Exercise inputs:
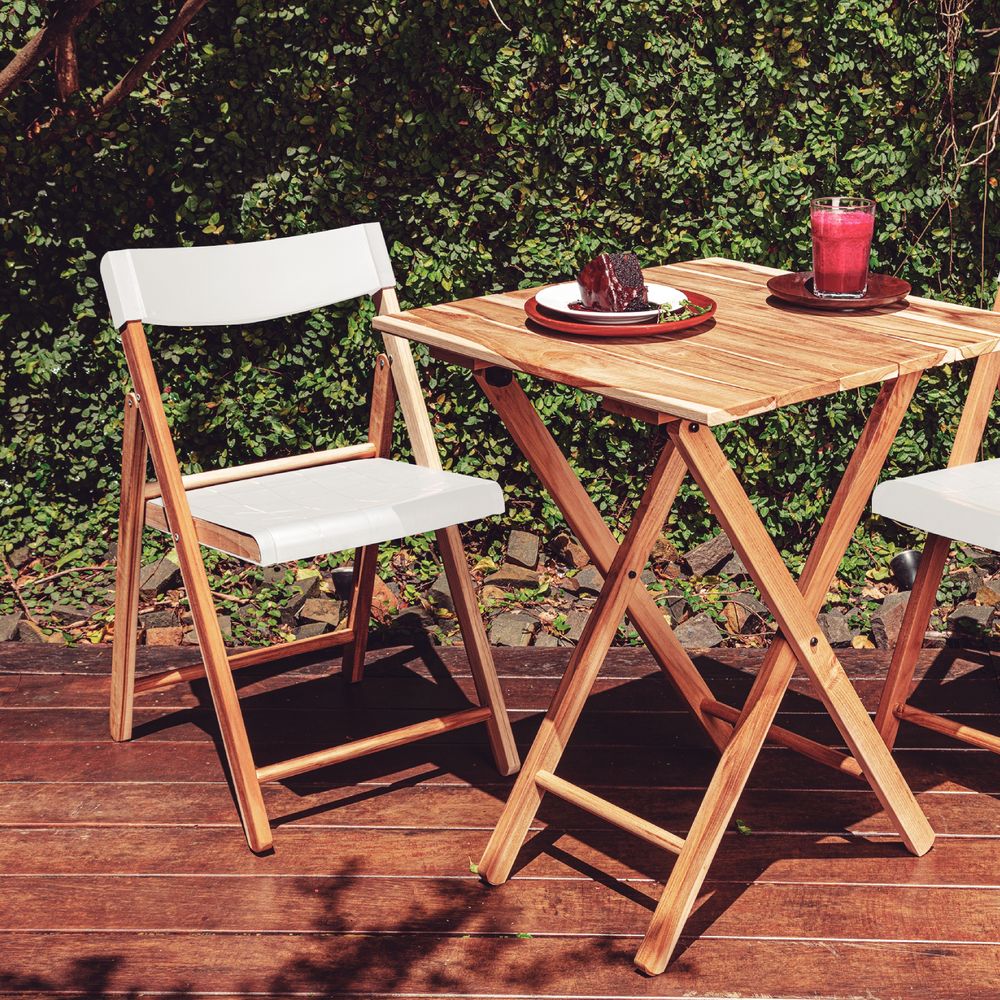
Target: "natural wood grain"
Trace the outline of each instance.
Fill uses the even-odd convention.
[[[837,721],[854,758],[897,820],[907,845],[915,853],[922,854],[933,842],[933,833],[910,789],[891,759],[879,752],[877,743],[871,740],[871,733],[866,732],[866,727],[872,729],[871,722],[832,649],[811,618],[818,612],[822,595],[843,558],[918,378],[919,374],[900,376],[879,394],[807,560],[799,585],[801,592],[792,584],[781,557],[707,428],[697,424],[668,428],[713,513],[733,539],[765,603],[774,613],[781,627],[781,639],[772,644],[764,668],[754,683],[732,741],[723,753],[699,809],[685,850],[671,873],[636,955],[636,964],[644,971],[662,972],[676,947],[732,816],[736,797],[773,725],[796,661],[816,683],[820,697]]]
[[[557,774],[552,774],[551,771],[537,771],[535,781],[539,787],[552,795],[557,795],[564,802],[568,802],[578,809],[583,809],[592,816],[596,816],[606,823],[611,823],[661,850],[679,854],[684,846],[684,841],[669,830],[664,830],[655,823],[650,823],[649,820],[636,816],[635,813],[622,809],[621,806],[615,805],[607,799],[602,799],[599,795],[588,792],[587,789],[574,785],[572,782],[566,781],[565,778],[560,778]]]
[[[534,289],[405,313],[375,327],[470,364],[498,365],[710,426],[792,402],[996,351],[1000,316],[911,299],[847,315],[770,298],[769,268],[711,258],[649,268],[649,280],[706,292],[714,320],[675,336],[616,341],[529,328]]]
[[[536,775],[539,771],[554,772],[559,763],[683,478],[683,463],[674,446],[667,442],[625,539],[615,553],[597,603],[587,618],[580,643],[573,651],[559,689],[542,720],[539,734],[532,743],[503,814],[483,852],[479,870],[483,878],[494,885],[510,876],[541,805],[542,791]],[[564,498],[557,495],[556,502],[564,503]]]
[[[998,311],[1000,311],[1000,296],[994,305],[994,312]],[[952,443],[948,468],[976,461],[998,385],[1000,385],[1000,354],[986,354],[976,362],[972,373],[969,392],[962,409],[962,419]],[[875,715],[875,725],[890,748],[895,745],[899,733],[900,716],[896,710],[906,703],[913,682],[917,656],[931,612],[937,602],[938,587],[944,576],[950,549],[950,539],[941,535],[928,535],[920,554],[917,577],[903,613],[892,663],[885,681],[885,690]]]
[[[17,652],[0,647],[0,669],[18,662]],[[887,817],[853,779],[765,749],[753,778],[766,771],[771,787],[749,790],[737,811],[753,832],[726,834],[678,960],[668,977],[651,980],[630,975],[628,963],[673,862],[660,848],[548,797],[523,853],[523,877],[486,892],[469,858],[499,813],[507,783],[485,753],[474,771],[462,770],[470,758],[463,747],[451,756],[435,749],[438,766],[428,769],[424,747],[433,744],[422,744],[368,758],[370,765],[362,759],[316,772],[292,787],[266,786],[272,812],[288,821],[281,850],[258,857],[243,847],[226,784],[212,766],[209,730],[189,744],[102,741],[100,690],[110,650],[51,652],[49,672],[0,674],[0,690],[19,700],[9,711],[73,719],[92,706],[95,738],[18,742],[0,701],[0,970],[12,996],[967,1000],[970,983],[981,995],[980,984],[1000,975],[1000,804],[990,794],[996,785],[980,784],[997,778],[996,758],[947,737],[939,737],[952,747],[947,752],[898,754],[911,780],[932,789],[919,800],[942,831],[935,850],[920,858],[898,850]],[[462,650],[437,652],[464,678],[462,691],[474,694]],[[322,738],[321,709],[353,704],[372,686],[372,706],[406,707],[440,672],[437,652],[428,651],[424,664],[412,651],[375,650],[360,688],[326,681],[328,663],[291,677],[261,670],[249,697],[309,705],[322,693],[313,712]],[[140,648],[139,667],[169,666],[184,655]],[[24,662],[37,669],[38,656]],[[537,712],[569,656],[498,650],[508,695],[520,692],[512,704]],[[848,650],[844,661],[874,704],[886,655]],[[717,687],[728,679],[737,696],[760,662],[760,652],[743,650],[698,659]],[[979,711],[983,725],[1000,731],[988,657],[925,651],[924,687],[948,667],[954,675],[940,689],[942,704]],[[387,694],[392,685],[399,687],[394,696]],[[993,697],[983,697],[991,685]],[[600,742],[589,749],[574,742],[560,774],[600,785],[601,796],[621,808],[683,833],[713,754],[614,745],[657,692],[682,709],[644,651],[613,650],[598,687],[602,694],[586,711],[611,699],[591,737]],[[183,695],[188,704],[198,689],[144,698]],[[785,707],[794,708],[790,724],[805,732],[825,717],[801,695],[790,695]],[[280,716],[266,722],[267,712],[250,714],[270,733],[264,742],[287,747],[294,740],[295,727]],[[383,709],[371,728],[386,728],[392,714]],[[620,731],[603,724],[616,717]],[[664,734],[674,725],[653,718]],[[48,728],[60,732],[57,722]],[[173,766],[165,767],[170,756]],[[390,757],[398,763],[386,773]],[[959,760],[988,766],[970,771]],[[452,762],[458,771],[442,773]],[[943,783],[944,773],[960,774],[967,787]]]
[[[118,511],[118,555],[115,568],[115,641],[111,664],[111,738],[132,738],[135,649],[142,564],[142,484],[149,451],[135,393],[125,397],[122,437],[122,482]]]
[[[477,374],[476,381],[500,414],[514,443],[528,457],[535,475],[548,494],[556,499],[570,530],[606,577],[618,543],[524,390],[515,379],[505,386],[491,385],[485,376]],[[663,610],[656,606],[645,587],[636,587],[633,591],[628,614],[664,674],[708,738],[721,750],[729,739],[729,731],[702,710],[702,703],[713,697],[712,692],[674,635]]]
[[[457,920],[460,913],[449,911]],[[242,995],[439,997],[753,997],[814,1000],[970,1000],[970,984],[1000,977],[997,949],[930,933],[908,941],[748,937],[691,941],[669,982],[622,967],[631,938],[438,935],[130,934],[109,931],[0,936],[5,984],[21,996],[50,990],[78,996],[98,979],[105,996]],[[39,955],[44,966],[39,965]],[[81,967],[82,965],[82,967]],[[96,966],[96,972],[94,967]],[[88,976],[85,979],[85,976]],[[74,988],[75,987],[75,988]],[[627,992],[626,992],[627,991]],[[91,995],[93,991],[91,990]],[[100,995],[100,994],[98,994]]]
[[[237,483],[244,479],[259,479],[261,476],[273,476],[279,472],[291,472],[293,469],[313,469],[320,465],[335,465],[338,462],[353,462],[359,458],[374,458],[375,448],[371,442],[351,444],[343,448],[331,448],[327,451],[306,452],[303,455],[289,455],[286,458],[272,458],[266,462],[250,462],[229,469],[210,469],[207,472],[192,472],[181,476],[185,490],[198,490],[206,486],[219,486],[222,483]],[[147,500],[162,496],[163,491],[155,480],[145,483],[143,496]]]
[[[122,328],[121,334],[129,374],[139,399],[139,410],[153,459],[153,468],[163,490],[163,505],[174,532],[181,576],[198,633],[198,644],[201,647],[202,660],[219,719],[222,745],[232,775],[247,843],[251,850],[264,851],[272,844],[271,828],[260,784],[257,781],[246,728],[240,714],[239,698],[229,669],[226,647],[219,631],[215,604],[208,585],[205,564],[201,559],[191,508],[188,506],[177,454],[163,410],[160,387],[149,354],[145,330],[142,323],[129,322]]]
[[[413,448],[413,457],[418,465],[440,469],[441,456],[434,440],[434,429],[427,414],[427,404],[410,343],[405,337],[393,336],[391,330],[379,326],[380,317],[399,311],[396,290],[383,288],[376,294],[375,302],[378,315],[373,326],[382,332],[386,353],[392,360],[393,382]],[[435,540],[444,563],[445,577],[455,605],[455,615],[468,654],[469,667],[476,680],[479,703],[490,709],[486,730],[493,757],[501,774],[513,774],[520,767],[521,761],[507,719],[507,706],[497,681],[493,653],[479,613],[479,602],[469,576],[462,536],[458,527],[452,525],[435,532]]]
[[[489,718],[488,708],[469,708],[452,715],[442,715],[434,719],[425,719],[410,726],[391,729],[364,739],[351,740],[329,750],[316,750],[303,754],[301,757],[290,757],[288,760],[275,761],[257,768],[257,777],[261,781],[283,781],[305,771],[315,771],[321,767],[339,764],[341,761],[354,760],[380,750],[390,750],[393,747],[414,743],[417,740],[437,736],[439,733],[450,733],[466,726],[474,726]]]
[[[374,449],[376,458],[389,457],[395,416],[396,390],[393,387],[389,357],[380,354],[375,359],[375,379],[368,419],[368,443]],[[354,637],[344,649],[343,660],[344,675],[352,684],[357,684],[365,672],[378,550],[378,545],[366,545],[354,552],[351,603],[347,614],[347,627],[354,633]]]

Exercise brief: If a picture appears among the records, leave it out, and otherwise reproduce exactly every line from the first line through the one with "Trace the outline of each instance.", both included.

Exercise answer:
Target: "natural wood grain"
Trace the outline of each instance.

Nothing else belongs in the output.